> Task directions: The whole listing must be returned exactly, with no line missing.

> Records provided:
§
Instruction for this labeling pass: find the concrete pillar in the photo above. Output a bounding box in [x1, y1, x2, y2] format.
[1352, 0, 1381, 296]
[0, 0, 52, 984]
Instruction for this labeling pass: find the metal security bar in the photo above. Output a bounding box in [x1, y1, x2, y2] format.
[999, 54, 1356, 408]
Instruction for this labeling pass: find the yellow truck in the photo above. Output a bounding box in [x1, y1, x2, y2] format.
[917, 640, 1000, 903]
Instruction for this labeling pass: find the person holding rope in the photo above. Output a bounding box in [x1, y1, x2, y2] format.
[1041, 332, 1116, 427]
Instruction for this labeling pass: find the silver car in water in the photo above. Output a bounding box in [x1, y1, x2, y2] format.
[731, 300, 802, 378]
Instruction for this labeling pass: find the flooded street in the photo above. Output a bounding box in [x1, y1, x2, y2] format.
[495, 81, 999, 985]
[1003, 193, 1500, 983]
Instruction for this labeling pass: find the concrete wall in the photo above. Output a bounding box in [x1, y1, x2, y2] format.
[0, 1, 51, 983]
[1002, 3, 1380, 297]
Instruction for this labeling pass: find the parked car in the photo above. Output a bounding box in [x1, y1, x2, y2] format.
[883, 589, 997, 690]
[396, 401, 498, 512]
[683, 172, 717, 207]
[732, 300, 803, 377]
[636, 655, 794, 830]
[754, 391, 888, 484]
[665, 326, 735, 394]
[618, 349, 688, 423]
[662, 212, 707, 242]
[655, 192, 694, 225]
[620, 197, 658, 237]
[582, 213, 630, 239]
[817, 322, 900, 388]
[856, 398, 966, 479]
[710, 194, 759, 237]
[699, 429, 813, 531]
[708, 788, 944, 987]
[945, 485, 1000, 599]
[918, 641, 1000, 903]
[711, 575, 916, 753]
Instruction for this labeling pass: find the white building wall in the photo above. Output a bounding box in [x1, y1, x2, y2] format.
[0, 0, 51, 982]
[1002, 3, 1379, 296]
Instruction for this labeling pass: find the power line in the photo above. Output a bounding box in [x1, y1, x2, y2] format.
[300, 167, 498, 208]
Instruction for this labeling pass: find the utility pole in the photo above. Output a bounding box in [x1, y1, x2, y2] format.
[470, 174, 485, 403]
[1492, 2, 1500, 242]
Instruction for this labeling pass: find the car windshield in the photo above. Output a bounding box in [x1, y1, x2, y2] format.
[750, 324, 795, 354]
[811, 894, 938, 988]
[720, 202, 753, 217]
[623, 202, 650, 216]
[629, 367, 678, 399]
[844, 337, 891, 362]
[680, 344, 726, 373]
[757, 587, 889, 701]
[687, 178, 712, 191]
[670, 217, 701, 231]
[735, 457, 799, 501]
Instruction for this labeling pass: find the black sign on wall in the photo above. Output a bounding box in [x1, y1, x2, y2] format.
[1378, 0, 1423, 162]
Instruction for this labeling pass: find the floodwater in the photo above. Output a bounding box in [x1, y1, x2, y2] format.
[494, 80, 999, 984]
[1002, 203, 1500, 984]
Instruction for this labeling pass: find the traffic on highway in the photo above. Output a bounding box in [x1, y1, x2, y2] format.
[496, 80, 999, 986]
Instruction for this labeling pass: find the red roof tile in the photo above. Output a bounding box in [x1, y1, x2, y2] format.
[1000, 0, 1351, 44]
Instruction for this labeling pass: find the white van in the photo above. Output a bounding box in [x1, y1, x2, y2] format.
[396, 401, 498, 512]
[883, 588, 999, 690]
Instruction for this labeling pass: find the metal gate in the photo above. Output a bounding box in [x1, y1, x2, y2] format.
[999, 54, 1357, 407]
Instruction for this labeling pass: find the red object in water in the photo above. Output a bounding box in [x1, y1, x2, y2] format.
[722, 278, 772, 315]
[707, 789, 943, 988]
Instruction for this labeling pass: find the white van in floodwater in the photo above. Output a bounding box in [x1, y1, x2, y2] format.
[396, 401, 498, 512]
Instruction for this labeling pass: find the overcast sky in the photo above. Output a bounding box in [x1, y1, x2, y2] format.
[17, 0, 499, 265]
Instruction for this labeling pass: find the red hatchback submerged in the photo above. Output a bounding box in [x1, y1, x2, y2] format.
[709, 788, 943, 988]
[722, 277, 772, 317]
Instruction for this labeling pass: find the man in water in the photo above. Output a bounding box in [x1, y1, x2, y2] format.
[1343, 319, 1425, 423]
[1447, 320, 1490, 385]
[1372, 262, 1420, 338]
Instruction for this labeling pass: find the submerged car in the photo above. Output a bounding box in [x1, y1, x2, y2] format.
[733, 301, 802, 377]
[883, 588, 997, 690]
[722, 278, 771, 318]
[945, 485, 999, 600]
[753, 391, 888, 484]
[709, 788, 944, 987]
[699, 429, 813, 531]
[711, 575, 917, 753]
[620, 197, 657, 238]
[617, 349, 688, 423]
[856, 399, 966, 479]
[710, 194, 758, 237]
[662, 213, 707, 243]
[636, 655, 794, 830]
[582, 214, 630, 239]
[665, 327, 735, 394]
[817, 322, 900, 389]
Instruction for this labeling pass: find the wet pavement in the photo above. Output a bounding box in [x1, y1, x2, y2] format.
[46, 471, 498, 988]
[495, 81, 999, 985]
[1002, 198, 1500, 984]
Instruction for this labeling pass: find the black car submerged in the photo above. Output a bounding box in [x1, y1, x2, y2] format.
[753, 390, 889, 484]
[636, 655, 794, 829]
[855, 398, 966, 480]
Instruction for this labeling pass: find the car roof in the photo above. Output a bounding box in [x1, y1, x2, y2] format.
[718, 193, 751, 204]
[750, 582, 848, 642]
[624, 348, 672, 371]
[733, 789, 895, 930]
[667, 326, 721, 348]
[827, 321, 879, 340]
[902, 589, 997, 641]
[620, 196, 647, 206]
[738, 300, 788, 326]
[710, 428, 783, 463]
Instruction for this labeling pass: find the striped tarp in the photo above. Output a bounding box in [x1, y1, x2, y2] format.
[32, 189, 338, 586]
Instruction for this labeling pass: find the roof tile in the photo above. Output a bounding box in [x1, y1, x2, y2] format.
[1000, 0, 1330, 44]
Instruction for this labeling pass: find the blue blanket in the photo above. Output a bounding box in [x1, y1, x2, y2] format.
§
> Exercise output:
Instruction for this labeling pass: find the concrete pillar in the photo above. Output a bounding box in [x1, y1, x2, y2] format.
[1352, 0, 1381, 296]
[0, 0, 52, 984]
Instruction for this labeling pass: find the metal security bar in the photo above. Output a bounding box in [x1, y1, x2, y2] format.
[999, 54, 1356, 408]
Instruction for this labeling pass: find the yellow truck in the photo above. Output a bounding box in [x1, y1, x2, y2] format.
[917, 640, 1000, 903]
Instruction for this labeling pass: find the person holding rope in the photo above. Output a bounding box in [x1, y1, x2, y2] format.
[1041, 332, 1116, 427]
Instruction for this labeling pass: find the silver car in water in the photo above. Output a bounding box in [x1, y1, x2, y2] format.
[731, 300, 802, 378]
Instruction for this labeling pass: find the flooded street in the photo above. Output a bounding box in [x1, y1, x2, y2] format.
[495, 81, 999, 985]
[1003, 193, 1500, 983]
Instruction for this labeling pass: find the concrete wall in the photo above. Output a bounding box in [x1, y1, x2, y2] format.
[0, 1, 51, 983]
[1002, 3, 1380, 297]
Instruction for this labeling pass: find the parked car in the photo above. Output a bounding box in [x1, y1, x2, y2] format.
[883, 589, 997, 690]
[396, 401, 498, 512]
[683, 172, 717, 207]
[732, 300, 803, 377]
[636, 655, 794, 830]
[754, 391, 888, 484]
[665, 326, 735, 394]
[618, 349, 688, 423]
[662, 212, 707, 242]
[655, 192, 694, 225]
[620, 197, 658, 237]
[582, 213, 630, 239]
[817, 322, 900, 388]
[856, 398, 966, 479]
[710, 194, 759, 237]
[699, 429, 813, 531]
[708, 788, 944, 987]
[945, 485, 1000, 599]
[918, 641, 1000, 903]
[711, 575, 916, 753]
Instruction for this labeling pass: find the white building wall in the photo above. Output a bounding box in [x1, y1, x2, y2] format.
[0, 0, 51, 982]
[1002, 3, 1379, 296]
Instruction for this labeling pass: find the power line in the photo above. Output a bounding box in [x1, y1, x2, y2] format.
[300, 167, 498, 208]
Instruction for this labeling pass: find the utility pole in the photo above. Output a bounding box in [x1, y1, x2, y2] format.
[470, 174, 485, 403]
[1492, 2, 1500, 242]
Instruction for this labeling pass: find the car windshield in the photo above. Output a bounding box in [x1, y1, x2, y2] format.
[750, 324, 795, 354]
[811, 894, 938, 988]
[720, 202, 753, 217]
[623, 202, 650, 216]
[629, 367, 678, 399]
[844, 337, 891, 362]
[680, 344, 726, 373]
[757, 587, 889, 701]
[687, 178, 712, 191]
[670, 217, 701, 231]
[735, 457, 799, 501]
Instruction for this labeling pass: find the black sign on wall in the photo above. Output a bounding box in [x1, y1, x2, y2] format.
[1378, 0, 1423, 162]
Instruction for this labeling pass: find the floodwater in the photo above. Output a bounding box in [x1, y1, x2, y2] format.
[494, 80, 999, 984]
[1002, 203, 1500, 984]
Instruction for this labeling pass: find the traffic on highway in the photo above. Output a bounding box in [x1, y1, x2, y2] format.
[496, 80, 999, 986]
Instruction for this labeling pass: find the red roof tile in the photo above. Output a bounding box in [x1, y1, x2, y2] format.
[1000, 0, 1351, 44]
Instruction for this labeling pass: find the white van in the photo above. Output a bounding box in [x1, y1, x2, y2] format.
[396, 401, 498, 512]
[883, 588, 999, 690]
Instruction for this labeling pass: find the metal gate in the photo above. Output a bounding box in [x1, y1, x2, y2] format.
[999, 54, 1357, 407]
Instruction for this labeling pass: find the red object in water in the photo above. Output a bounding box in [x1, y1, x2, y2] format.
[722, 278, 772, 315]
[707, 789, 943, 988]
Instruction for this labeling pass: find the white van in floodwater in the photo above. Output a bounding box in [x1, y1, x2, y2] format.
[396, 401, 498, 512]
Instruction for this labeling pass: find the overcast sky in the photo above. Output a bounding box in [x1, y1, x2, y2] format.
[17, 0, 499, 265]
Instruction for this labeling pass: find the red hatchback submerged in the photo above. Output a bounding box in [x1, y1, x2, y2] format.
[709, 788, 943, 988]
[722, 277, 772, 317]
Instruction for this labeling pass: find the man in water in the photo above. Output a bounding box in [x1, y1, x2, y2] format.
[1343, 319, 1425, 423]
[1447, 320, 1490, 385]
[1372, 262, 1420, 338]
Instruction for this labeling pass: find the submerged car in the photo above. Output a bounding box in [x1, y1, x2, y2] format.
[733, 301, 802, 377]
[883, 588, 997, 690]
[722, 278, 771, 318]
[945, 485, 999, 600]
[753, 391, 888, 484]
[709, 788, 944, 987]
[699, 429, 813, 531]
[711, 575, 917, 753]
[620, 197, 657, 238]
[617, 349, 688, 423]
[856, 399, 966, 479]
[710, 194, 758, 237]
[662, 213, 707, 243]
[636, 655, 794, 830]
[582, 214, 630, 239]
[665, 327, 735, 394]
[817, 322, 900, 389]
Instruction for this labeling pass: find the wet pavement in the photo above. Output a bounding box in [x1, y1, x2, y2] format.
[46, 471, 498, 988]
[495, 81, 999, 985]
[1002, 198, 1500, 984]
Instruction for this labeling pass: find the black car submerged in the photo above. Output a bounding box in [x1, y1, x2, y2] format.
[753, 390, 889, 484]
[636, 655, 794, 829]
[855, 398, 966, 480]
Instruction for this labeling pass: find the car roof in the photo above. Output a bounding box in [x1, y1, x2, y2] format.
[718, 193, 751, 204]
[750, 582, 848, 642]
[624, 348, 672, 371]
[733, 789, 895, 930]
[667, 326, 721, 348]
[827, 321, 879, 340]
[902, 589, 997, 641]
[620, 196, 647, 206]
[738, 300, 788, 326]
[710, 428, 783, 463]
Instruction for this labeling pass: find the striped tarp in the photo above. Output a bounding box in [x1, y1, x2, y2] format.
[32, 189, 338, 586]
Instruction for this labeling pass: find the roof tile in the photo above. Output a bounding box in [x1, y1, x2, y2] format.
[1000, 0, 1330, 44]
Instruction for this labeling pass: find the blue blanket in the photo above. Output a bounding box in [x1, y1, x2, y2] format.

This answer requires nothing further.